I use a 2600 lumen Betty TLS from Lupine. These seem to be actually measured lumen, not just the rating of the lamps. Not that I know much about tit but I need a good flashlight for nighttime walks in the woods where I live here.  It can be so dark I can't even see the gate from a few meters.
  This thing burns holes in the night I can tell you, they're made for speleology.
   
http://www.lupine2013.de/produkte/taschenlampen/betty_tls_set/


----------



## PANGES

Quote: 





jslappa said:


> I agree with Chris. I love Titanium innovations CR123's. They even sell them shrink wrapped in sets of two or three, for your flashlights. You should never mix lithium batteries, so this is a perfect solution. I also like Rayovac because they are built in the same factory as Surefire. And you can get a box of 100 for $115 shipped. Never buy 123's from B&M stores. You'll pay $2.50 and up each.
> 
> For rechargeables, I only will use AW...period.
> 
> ...


 
   
  lol. The power has been going out a lot in my area lately, and upon some researching, I came to the ITP Q5 light for my keychain also. lol. If it works well, I'll likely pick up one for my gf, brother, mom, and dad as well.


----------



## Deathdeisel

Hey guys, any good reccomendations for a rifle light? Go night hunting quite often, and need a good bright, and decent throwing light. 
   
  I was thinking the eagletac t100c2. Because it does have to be the standard 1" mount size, and id like a good number of lumens. 
  http://eagletac.com/html/t100c2/index.html
   
  Opinions? Im definetly open to other brands, just have seen good things from eagletac. Also id prefer non cr123 whatever batteries, they are just not common enough and quite expensive compared to AA/AAAs.


----------



## AppleheadMay

Hunting? On?


----------



## Deathdeisel

Quote: 





appleheadmay said:


> Hunting? On?


 
  Watcha mean? My property?


----------



## AppleheadMay

I mean on living creatures or not.


----------



## PANGES

Quote: 





appleheadmay said:


> I mean on living creatures or not.


 
   
  Depends if you consider zombies to be living creatures or not. =P
   
   

   Quote: 





deathdeisel said:


> Hey guys, any good reccomendations for a rifle light? Go night hunting quite often, and need a good bright, and decent throwing light.

Task instructions
Write out the flashlight thread word for word, from "lol. The power" to "number of lumens.".

Rows
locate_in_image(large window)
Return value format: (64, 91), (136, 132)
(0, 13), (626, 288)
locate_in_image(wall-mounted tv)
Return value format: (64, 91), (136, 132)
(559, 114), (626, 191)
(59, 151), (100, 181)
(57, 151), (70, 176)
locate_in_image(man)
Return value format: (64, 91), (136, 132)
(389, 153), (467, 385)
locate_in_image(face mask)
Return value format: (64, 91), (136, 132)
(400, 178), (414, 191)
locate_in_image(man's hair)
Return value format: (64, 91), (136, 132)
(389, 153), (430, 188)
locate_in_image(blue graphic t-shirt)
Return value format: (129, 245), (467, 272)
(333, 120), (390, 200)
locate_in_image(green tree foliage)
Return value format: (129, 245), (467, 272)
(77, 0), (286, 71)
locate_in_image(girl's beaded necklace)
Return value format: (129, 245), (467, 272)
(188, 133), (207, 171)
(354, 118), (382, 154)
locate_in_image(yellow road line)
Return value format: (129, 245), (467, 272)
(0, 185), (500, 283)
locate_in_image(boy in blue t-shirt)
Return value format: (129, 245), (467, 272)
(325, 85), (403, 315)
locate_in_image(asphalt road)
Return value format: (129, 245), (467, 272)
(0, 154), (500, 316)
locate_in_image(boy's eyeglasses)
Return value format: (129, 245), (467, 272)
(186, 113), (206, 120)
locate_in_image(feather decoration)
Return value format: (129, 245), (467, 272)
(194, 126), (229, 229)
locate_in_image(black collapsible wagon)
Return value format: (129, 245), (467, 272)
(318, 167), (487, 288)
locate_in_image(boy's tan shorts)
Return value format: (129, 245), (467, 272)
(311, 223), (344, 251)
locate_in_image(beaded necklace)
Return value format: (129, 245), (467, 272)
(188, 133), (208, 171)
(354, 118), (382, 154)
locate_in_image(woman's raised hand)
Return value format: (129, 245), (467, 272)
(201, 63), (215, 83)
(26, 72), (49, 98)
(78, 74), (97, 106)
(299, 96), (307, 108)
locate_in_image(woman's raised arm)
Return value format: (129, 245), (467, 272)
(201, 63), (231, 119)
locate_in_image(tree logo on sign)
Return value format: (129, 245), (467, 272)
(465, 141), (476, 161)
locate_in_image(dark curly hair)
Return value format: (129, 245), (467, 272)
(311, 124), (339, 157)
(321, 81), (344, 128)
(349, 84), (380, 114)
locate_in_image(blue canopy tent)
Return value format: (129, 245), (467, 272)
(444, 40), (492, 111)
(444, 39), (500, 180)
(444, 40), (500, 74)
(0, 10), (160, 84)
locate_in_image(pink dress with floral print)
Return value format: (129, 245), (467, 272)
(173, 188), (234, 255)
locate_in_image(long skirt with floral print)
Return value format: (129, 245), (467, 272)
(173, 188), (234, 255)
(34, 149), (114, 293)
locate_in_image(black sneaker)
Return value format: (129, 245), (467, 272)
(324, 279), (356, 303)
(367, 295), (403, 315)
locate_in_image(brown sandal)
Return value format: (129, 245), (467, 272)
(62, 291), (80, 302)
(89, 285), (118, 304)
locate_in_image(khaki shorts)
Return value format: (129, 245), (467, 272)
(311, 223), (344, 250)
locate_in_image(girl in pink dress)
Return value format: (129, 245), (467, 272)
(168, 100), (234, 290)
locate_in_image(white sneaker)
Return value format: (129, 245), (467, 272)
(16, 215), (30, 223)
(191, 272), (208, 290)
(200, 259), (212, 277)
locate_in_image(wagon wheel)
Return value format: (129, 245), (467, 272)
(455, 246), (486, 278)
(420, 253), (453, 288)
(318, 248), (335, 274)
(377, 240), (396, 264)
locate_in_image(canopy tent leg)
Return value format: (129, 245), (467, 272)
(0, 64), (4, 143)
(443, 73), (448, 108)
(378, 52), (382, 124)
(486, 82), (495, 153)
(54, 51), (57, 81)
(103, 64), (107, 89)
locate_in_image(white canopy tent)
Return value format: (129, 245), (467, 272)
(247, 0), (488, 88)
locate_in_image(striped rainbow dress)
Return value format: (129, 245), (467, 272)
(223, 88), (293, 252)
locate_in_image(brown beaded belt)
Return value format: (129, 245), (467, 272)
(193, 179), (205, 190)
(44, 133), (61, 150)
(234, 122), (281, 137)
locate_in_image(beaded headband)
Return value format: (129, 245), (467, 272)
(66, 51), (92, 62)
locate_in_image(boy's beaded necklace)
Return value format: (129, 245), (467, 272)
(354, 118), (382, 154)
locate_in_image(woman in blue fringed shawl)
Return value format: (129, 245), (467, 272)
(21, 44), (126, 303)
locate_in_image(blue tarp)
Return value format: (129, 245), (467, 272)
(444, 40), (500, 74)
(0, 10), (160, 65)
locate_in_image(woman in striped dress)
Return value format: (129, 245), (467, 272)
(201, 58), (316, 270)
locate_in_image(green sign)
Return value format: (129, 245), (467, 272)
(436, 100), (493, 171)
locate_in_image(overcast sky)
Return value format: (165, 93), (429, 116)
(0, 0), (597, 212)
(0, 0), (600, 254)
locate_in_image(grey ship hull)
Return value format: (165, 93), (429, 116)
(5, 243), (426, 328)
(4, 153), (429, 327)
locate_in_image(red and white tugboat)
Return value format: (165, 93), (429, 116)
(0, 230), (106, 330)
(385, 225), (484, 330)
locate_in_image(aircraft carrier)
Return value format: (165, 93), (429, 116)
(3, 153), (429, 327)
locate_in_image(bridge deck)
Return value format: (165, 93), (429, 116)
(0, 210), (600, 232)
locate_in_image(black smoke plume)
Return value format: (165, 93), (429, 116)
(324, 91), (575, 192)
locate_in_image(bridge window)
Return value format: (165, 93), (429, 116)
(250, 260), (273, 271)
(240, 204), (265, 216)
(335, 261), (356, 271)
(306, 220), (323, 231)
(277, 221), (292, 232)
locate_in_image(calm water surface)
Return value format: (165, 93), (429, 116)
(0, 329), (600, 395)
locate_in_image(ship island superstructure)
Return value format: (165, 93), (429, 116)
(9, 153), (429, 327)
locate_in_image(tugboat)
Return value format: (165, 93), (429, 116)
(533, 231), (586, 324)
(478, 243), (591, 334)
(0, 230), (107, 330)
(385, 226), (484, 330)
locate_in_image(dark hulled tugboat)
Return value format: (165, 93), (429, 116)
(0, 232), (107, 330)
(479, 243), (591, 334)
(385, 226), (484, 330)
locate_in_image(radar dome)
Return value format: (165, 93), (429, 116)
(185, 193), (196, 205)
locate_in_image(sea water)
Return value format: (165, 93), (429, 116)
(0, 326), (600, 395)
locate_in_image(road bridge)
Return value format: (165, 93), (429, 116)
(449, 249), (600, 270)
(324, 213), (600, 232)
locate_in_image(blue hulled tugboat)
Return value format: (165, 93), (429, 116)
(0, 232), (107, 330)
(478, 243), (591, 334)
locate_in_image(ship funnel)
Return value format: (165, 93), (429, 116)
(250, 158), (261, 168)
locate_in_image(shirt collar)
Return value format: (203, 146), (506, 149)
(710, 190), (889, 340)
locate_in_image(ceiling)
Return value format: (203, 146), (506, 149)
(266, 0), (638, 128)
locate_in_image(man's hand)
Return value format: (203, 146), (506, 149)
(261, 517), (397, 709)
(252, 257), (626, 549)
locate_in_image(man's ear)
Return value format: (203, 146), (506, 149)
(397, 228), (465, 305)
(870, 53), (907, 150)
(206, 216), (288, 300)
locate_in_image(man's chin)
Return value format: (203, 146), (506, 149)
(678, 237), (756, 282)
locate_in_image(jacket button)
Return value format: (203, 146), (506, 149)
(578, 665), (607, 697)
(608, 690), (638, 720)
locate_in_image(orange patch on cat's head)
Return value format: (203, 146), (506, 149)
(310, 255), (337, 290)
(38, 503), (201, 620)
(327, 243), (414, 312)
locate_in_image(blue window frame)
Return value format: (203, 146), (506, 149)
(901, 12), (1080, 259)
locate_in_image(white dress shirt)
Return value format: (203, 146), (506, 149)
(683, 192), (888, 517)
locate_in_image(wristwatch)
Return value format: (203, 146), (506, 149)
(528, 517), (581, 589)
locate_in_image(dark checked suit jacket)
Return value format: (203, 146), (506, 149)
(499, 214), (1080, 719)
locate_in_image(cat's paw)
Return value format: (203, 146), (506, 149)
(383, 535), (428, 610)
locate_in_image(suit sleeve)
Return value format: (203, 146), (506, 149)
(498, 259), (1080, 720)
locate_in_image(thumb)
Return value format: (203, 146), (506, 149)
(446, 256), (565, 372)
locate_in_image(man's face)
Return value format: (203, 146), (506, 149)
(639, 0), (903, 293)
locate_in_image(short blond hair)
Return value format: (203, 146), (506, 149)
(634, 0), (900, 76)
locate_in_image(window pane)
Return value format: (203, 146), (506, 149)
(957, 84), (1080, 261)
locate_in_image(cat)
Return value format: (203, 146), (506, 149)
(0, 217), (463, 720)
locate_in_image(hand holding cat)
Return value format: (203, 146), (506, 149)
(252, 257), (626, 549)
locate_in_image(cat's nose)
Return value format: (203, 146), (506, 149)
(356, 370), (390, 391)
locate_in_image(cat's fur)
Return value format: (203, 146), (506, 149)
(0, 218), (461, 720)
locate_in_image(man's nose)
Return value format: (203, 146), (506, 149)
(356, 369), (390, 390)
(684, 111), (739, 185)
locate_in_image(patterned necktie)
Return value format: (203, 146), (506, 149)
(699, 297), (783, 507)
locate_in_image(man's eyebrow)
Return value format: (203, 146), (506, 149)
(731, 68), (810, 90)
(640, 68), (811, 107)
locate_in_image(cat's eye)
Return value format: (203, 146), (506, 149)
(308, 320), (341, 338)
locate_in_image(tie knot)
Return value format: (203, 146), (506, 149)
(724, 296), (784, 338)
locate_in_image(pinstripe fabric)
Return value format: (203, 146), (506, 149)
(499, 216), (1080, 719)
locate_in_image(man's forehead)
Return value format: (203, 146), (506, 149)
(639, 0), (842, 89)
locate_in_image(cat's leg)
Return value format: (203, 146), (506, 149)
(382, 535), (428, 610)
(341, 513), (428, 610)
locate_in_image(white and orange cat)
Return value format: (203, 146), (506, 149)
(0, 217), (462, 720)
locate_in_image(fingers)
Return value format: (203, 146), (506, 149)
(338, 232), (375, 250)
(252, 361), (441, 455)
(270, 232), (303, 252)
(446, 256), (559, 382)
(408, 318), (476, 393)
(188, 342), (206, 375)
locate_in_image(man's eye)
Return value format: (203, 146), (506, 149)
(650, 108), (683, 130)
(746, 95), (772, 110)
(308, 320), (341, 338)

Task solution
lol. The power has been going out a lot in my area lately, and upon some researching, I came to the ITP Q5 light for my keychain also. lol. If it works well, I'll likely pick up one for my gf, brother, mom, and dad as well.


----------



## Deathdeisel

Hey guys, any good reccomendations for a rifle light? Go night hunting quite often, and need a good bright, and decent throwing light. 
   
  I was thinking the eagletac t100c2. Because it does have to be the standard 1" mount size, and id like a good number of lumens.